_Work order 1:_ Count how many lines in the records contain the string "clicks", matching case exactly, and reply with the number only.

_Text passage:_

————

Does the transformation support MPI parallalization? #597

sijiehuang23 · 2024-12-03T04:48:10Z

sijiehuang23
Dec 3, 2024

Hi,

I'm wondering if FINUFFT supports MPI parallelization? I have a MPI-parallelized PDE solver (written in python) that I like to incorporate FINUFFT (if possible) for interpolation in physical space. I went through the document, seems like it only supports multi-threading (such as OpenMP), instead of MPI?

ahbarnett · 2024-12-05T20:36:09Z

ahbarnett
Dec 5, 2024
Maintainer

Dear SJH, No, we do not provide MPI, since we do not know of applications with problem sizes exceeding one shared-mem node (which can do up to M=N=1e9), or since bigger HPC applications that we know of only call FINUFFT locally on each node as part of their distributed code. But many large NUFFT problems are easily parallelizable (by summing outputs from separate FINUFFT instances on each node) in at least two ways: over NU pts, and over Fourier modes (the latter requires rephasing of inputs). However, if both M and N are too large for a single node, and you want to retain the quasi-linear scaling O(M + N ln N) then you'd need an MPI spreader/interp, distributing the fine-grid array, and an MPI FFT (which exists, eg PFFT). We don't have a lot of pressure to create the former - I don't have a sense of how needed it is. I am not an MPI user myself. Let us know your problem sizes (M,N, tol, dim, etc..) and maybe that will provide motivation. Best, Alex

…

On Mon, Dec 2, 2024 at 11:49 PM SJH ***@***.***> wrote: Hi, I'm wondering if FINUFFT supports MPI parallelization? I have a MPI-parallelized PDE solver (written in python) that I like to incorporate FINUFFT (if possible) for interpolation. I went through the document, seems like it only supports multi-threading (such as OpenMP), instead of MPI? — Reply to this email directly, view it on GitHub <#597>, or unsubscribe <https://github.com/notifications/unsubscribe-auth/ACNZRSQJQMUOAFGDJKADGCT2DUZZ7AVCNFSM6AAAAABS45BN2OVHI2DSMVQWIX3LMV43ERDJONRXK43TNFXW4OZXGYYDCNRQGQ> . You are receiving this because you are subscribed to this thread.Message ID: ***@***.***>

-- *-------------------------------------------------------------------~^`^~._.~' |\ Alex Barnett Center for Computational Mathematics, Flatiron Institute | \ http://users.flatironinstitute.org/~ahb 646-876-5942

2 replies

sijiehuang23 Dec 7, 2024
Author

Hi @ahbarnett ,

Thanks for the reply.

My code solves for incompressible Navier-Stokes equations using pseudo-spectral Fourier-Galerkin method (so the grid is uniform in each direction). My problem size for now is $256^3\sim10^7$, which is doable on a single node for the cluster that is available to me (128 CPUs/node).

My problem at hand is trying to interpolate the resulting velocity field at $\mathcal{O}(10^{6})$ spatial locations in physical space. If I were to adopt the current FINUFFT, seems like I need to gather all distributed velocity in Fourier space to a full array on a single core and do nufft3d3 (if I'm not picking the wrong method) for interpolation in physical space. This gathering step could potentially add significant overheads.

I'm new to NUFFT, so any suggestions are appreciated!

————

_Record extracts:_

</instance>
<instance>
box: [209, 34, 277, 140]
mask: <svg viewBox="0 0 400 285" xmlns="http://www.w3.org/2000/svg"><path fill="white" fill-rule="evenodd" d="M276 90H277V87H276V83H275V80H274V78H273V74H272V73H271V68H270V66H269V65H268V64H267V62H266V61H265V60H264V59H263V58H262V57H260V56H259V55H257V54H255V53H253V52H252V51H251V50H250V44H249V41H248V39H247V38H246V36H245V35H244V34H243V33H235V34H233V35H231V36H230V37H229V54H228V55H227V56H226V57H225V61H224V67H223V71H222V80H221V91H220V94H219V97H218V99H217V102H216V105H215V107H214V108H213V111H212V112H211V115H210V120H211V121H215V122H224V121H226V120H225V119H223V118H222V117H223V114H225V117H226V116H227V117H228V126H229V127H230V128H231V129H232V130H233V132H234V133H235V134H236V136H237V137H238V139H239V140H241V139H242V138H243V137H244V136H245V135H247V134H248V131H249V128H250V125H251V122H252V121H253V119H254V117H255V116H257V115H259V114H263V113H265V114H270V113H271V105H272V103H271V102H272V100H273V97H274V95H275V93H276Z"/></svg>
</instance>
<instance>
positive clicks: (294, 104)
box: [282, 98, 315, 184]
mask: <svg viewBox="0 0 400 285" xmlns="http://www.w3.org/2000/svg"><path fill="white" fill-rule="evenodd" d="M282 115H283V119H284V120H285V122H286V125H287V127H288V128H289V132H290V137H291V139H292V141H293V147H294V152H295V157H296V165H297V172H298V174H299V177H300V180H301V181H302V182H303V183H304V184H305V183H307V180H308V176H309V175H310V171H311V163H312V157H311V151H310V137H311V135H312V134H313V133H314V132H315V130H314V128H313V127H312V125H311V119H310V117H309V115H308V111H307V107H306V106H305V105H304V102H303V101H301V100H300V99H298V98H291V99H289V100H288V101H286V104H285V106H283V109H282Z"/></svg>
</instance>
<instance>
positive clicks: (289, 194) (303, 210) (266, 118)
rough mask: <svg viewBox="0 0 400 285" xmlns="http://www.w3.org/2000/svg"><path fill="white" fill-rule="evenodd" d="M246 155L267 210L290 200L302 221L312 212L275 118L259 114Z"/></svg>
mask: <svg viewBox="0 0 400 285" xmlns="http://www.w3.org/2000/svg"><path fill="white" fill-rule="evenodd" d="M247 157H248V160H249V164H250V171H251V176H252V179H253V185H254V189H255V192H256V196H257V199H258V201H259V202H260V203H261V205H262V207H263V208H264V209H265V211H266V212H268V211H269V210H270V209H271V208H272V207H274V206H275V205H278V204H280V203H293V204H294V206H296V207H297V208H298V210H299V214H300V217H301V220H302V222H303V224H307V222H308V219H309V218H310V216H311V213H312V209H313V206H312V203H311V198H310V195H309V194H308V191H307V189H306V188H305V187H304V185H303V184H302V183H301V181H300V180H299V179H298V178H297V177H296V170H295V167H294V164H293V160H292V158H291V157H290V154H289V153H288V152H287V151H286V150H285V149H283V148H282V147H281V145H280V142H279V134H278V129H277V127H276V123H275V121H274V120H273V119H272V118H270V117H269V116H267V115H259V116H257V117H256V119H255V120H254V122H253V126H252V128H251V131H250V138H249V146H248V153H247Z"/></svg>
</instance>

————

_Work order 2:_ In the forum thread about MPI support, why does the maintainer say FINUFFT does not provide MPI?

_Task result 1:_ 2

_Task result 2:_ The maintainer knows of no applications whose problem sizes go beyond one shared-memory node, which can handle up to M=N=1e9. The bigger HPC applications the maintainer knows of call FINUFFT only locally on each node as part of their own distributed code.